— TEKSTFRAGMENT —
_ _ _ _ _
Dit artikel is exclusief voor abonnees

Dit artikel op Filosofie.nl is alleen toegankelijk voor abonnees. Met liefde en zorg werken wij iedere dag weer aan de beste verhalen over filosofie. Steun ons door lid te worden voor maar €4,99 per maand. Log in om als abonnee direct verder te kunnen lezen of sluit een abonnement af.

De directeur praatte wel, maar wat zei hij nu precies? Aristoteles schiet te hulp met Over drogredenen, dat zojuist is verschenen in een Nederlandse vertaling. Dit boekje geldt als het eerste werk over dit onderwerp. Want hoewel eerdere filosofen zich al hadden gekeerd tegen kwalijke redeneerfouten, deed niemand dit zo systematisch als Aristoteles.
 

Sofisten

In de eerste plaats keert de schrijver zich tegen de sofisten, die tegen betaling leerden hoe je via spitsvondige redeneringen de waarheid manipuleerde. Vijfentwintighonderd jaar later bestaan sofisten niet meer – of eigenlijk opereren ze tegenwoordig onder een andere naam. Hun opvolgers heten spindoctors en communicatieadviseurs – specialisten in de bobotaal die het zo goed doet onder beleidsmakers. Zij maken dat Over drogredenen blijvend actueel is. 

Had Aristoteles nu geleefd, dan was hij vermoedelijk achter hen aan gegaan. En níét achter Donald Trump, zoals de uitgever van Over drogredenen veronderstelt: de behoefte aan een lesje redeneren is groot, staat er op haar website, als ‘de machtigste politicus van het westelijk halfrond’ het niet zo nauw neemt met de waarheid. Eind vorig jaar concludeerde The Washington Post inderdaad dat hij gemiddeld vijftien leugens per dag vertelt. Dat is onwenselijk, maar niet het onderwerp van Over drogredenen

Wanneer Trump zichzelf per tweet feliciteert met 2017 als ‘het veiligste jaar ooit’ in de burgerluchtvaart, dan is dat onzin. Al sinds 2009 crashten er geen passagiersvliegtuigen in de Verenigde Staten. Zijn uitspraak kan dus worden weerlegd op empirische gronden, terwijl het Aristoteles gaat om redeneringen die niet deugen, maar dat wel pretenderen te doen.
_ _ _ _ _
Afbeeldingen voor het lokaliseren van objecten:
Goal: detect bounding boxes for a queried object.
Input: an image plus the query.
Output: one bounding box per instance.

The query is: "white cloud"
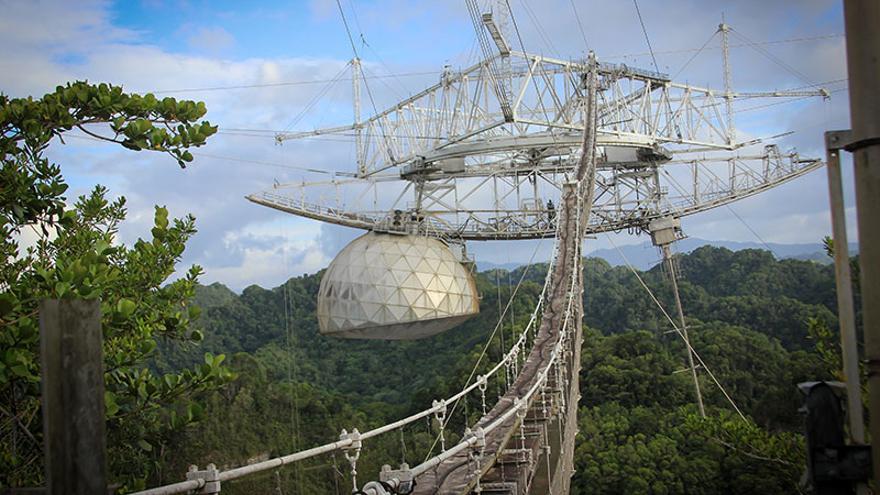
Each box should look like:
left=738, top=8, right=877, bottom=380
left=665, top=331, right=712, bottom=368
left=0, top=0, right=848, bottom=288
left=186, top=26, right=235, bottom=54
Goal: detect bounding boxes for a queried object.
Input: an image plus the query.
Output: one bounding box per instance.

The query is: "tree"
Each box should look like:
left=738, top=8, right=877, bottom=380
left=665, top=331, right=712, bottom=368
left=0, top=82, right=232, bottom=488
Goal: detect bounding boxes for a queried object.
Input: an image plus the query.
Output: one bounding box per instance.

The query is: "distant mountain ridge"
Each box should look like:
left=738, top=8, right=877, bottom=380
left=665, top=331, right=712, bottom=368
left=587, top=237, right=858, bottom=270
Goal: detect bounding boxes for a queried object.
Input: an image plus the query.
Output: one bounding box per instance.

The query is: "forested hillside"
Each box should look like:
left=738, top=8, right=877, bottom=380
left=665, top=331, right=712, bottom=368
left=150, top=247, right=836, bottom=494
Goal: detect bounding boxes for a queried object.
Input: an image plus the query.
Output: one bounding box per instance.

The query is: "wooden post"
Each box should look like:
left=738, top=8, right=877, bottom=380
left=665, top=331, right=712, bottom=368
left=40, top=299, right=107, bottom=495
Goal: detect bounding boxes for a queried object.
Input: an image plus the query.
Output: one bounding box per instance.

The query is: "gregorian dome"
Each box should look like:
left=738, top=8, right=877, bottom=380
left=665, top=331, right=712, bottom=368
left=317, top=232, right=480, bottom=340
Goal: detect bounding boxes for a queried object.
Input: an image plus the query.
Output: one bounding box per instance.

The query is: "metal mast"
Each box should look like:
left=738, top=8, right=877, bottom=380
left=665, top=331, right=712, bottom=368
left=718, top=15, right=736, bottom=146
left=648, top=217, right=706, bottom=418
left=835, top=0, right=880, bottom=484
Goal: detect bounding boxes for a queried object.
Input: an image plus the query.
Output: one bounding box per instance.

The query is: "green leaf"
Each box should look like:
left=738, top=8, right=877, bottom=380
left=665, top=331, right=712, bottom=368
left=116, top=298, right=137, bottom=318
left=104, top=391, right=119, bottom=418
_ _ _ _ _
— OPDRACHT —
Herhaal woordelijk het stuk uit het tekstfragment over Aristoteles van "De directeur praatte" tot en met "blijvend actueel is.".

— UITWERKING —
De directeur praatte wel, maar wat zei hij nu precies? Aristoteles schiet te hulp met Over drogredenen, dat zojuist is verschenen in een Nederlandse vertaling. Dit boekje geldt als het eerste werk over dit onderwerp. Want hoewel eerdere filosofen zich al hadden gekeerd tegen kwalijke redeneerfouten, deed niemand dit zo systematisch als Aristoteles.
 

Sofisten

In de eerste plaats keert de schrijver zich tegen de sofisten, die tegen betaling leerden hoe je via spitsvondige redeneringen de waarheid manipuleerde. Vijfentwintighonderd jaar later bestaan sofisten niet meer – of eigenlijk opereren ze tegenwoordig onder een andere naam. Hun opvolgers heten spindoctors en communicatieadviseurs – specialisten in de bobotaal die het zo goed doet onder beleidsmakers. Zij maken dat Over drogredenen blijvend actueel is.